EXERCISE DATA:
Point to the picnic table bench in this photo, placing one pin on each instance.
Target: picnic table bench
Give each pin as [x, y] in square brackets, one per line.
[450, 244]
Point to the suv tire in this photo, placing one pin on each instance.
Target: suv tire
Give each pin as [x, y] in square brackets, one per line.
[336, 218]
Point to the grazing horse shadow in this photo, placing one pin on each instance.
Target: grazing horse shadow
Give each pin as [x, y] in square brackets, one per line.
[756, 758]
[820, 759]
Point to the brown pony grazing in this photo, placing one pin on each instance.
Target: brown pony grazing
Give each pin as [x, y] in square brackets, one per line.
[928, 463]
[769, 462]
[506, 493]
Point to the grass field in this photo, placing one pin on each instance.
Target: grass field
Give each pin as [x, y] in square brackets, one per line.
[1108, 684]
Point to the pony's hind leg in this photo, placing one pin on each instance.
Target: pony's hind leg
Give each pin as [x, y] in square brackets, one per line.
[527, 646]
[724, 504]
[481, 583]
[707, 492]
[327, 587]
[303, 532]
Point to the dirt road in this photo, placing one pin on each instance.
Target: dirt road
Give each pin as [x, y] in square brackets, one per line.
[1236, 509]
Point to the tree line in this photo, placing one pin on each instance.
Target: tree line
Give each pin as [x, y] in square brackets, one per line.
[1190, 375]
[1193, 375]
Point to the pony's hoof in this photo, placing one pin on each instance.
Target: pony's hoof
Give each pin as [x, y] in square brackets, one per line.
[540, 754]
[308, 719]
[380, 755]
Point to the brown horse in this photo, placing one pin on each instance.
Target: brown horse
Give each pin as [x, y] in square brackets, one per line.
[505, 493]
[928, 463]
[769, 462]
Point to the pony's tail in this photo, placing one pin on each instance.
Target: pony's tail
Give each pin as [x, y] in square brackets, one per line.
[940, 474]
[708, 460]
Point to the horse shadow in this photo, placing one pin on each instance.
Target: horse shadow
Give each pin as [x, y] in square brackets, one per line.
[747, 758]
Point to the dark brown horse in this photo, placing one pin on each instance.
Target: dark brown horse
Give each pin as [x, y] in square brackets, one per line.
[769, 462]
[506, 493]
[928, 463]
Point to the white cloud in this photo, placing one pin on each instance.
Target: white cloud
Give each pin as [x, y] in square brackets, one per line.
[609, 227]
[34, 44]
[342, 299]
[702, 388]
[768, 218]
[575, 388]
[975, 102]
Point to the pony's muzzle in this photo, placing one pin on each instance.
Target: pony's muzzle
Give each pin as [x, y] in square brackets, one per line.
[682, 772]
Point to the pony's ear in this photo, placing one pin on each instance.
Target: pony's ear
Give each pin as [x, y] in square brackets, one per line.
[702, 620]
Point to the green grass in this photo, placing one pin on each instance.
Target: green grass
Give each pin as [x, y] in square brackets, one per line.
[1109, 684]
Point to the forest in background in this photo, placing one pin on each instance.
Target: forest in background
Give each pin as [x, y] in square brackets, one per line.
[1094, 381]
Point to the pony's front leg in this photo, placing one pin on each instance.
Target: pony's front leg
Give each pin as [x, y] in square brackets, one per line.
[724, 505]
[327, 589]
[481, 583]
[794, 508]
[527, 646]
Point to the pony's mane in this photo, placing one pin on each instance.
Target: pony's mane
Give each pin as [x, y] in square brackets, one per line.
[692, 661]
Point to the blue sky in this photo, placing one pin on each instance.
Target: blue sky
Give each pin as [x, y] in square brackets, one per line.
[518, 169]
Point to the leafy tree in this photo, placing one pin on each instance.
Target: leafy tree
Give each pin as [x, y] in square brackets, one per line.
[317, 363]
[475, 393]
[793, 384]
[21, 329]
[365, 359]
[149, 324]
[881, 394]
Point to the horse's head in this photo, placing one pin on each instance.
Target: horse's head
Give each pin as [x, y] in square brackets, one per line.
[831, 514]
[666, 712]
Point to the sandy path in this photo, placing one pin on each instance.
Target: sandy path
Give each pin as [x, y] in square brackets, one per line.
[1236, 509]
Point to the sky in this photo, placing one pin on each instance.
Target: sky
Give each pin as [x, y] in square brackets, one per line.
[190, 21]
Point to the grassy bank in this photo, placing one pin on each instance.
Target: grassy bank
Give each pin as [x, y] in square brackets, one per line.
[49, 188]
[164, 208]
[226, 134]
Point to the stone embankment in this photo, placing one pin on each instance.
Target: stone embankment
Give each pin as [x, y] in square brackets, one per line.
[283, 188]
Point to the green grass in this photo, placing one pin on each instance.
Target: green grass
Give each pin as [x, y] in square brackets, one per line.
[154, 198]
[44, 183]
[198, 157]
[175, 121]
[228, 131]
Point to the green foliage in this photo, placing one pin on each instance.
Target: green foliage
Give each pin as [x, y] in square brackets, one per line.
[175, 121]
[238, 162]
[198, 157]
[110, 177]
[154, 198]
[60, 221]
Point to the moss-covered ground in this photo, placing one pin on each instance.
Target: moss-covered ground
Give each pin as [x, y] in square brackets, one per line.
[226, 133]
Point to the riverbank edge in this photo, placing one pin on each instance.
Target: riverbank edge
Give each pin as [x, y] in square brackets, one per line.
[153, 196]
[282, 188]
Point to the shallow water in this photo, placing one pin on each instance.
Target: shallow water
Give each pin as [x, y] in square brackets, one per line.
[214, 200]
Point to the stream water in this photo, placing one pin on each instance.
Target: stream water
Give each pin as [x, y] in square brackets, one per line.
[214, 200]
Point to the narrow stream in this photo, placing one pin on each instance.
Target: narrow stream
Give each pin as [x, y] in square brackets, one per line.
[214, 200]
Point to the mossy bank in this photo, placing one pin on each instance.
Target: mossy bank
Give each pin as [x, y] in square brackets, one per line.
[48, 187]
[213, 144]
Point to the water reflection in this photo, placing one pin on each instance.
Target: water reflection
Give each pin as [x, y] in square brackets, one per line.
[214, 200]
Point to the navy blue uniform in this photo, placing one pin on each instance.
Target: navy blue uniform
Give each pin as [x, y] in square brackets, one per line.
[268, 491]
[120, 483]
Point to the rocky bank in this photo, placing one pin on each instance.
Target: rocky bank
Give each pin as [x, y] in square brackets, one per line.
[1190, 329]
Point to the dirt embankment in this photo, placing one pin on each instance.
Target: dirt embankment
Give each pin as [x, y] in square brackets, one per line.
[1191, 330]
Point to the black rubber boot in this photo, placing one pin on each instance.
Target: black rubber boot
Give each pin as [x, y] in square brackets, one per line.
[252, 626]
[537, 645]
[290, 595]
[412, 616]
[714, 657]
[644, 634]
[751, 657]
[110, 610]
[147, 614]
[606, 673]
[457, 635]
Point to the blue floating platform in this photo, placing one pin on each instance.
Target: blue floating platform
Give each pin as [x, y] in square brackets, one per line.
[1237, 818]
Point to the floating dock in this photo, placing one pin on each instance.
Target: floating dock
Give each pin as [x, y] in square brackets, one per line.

WORK REQUEST: Tell how many lines in the data contain the word "mane", answering with that number and no other text.

RESPONSE: 2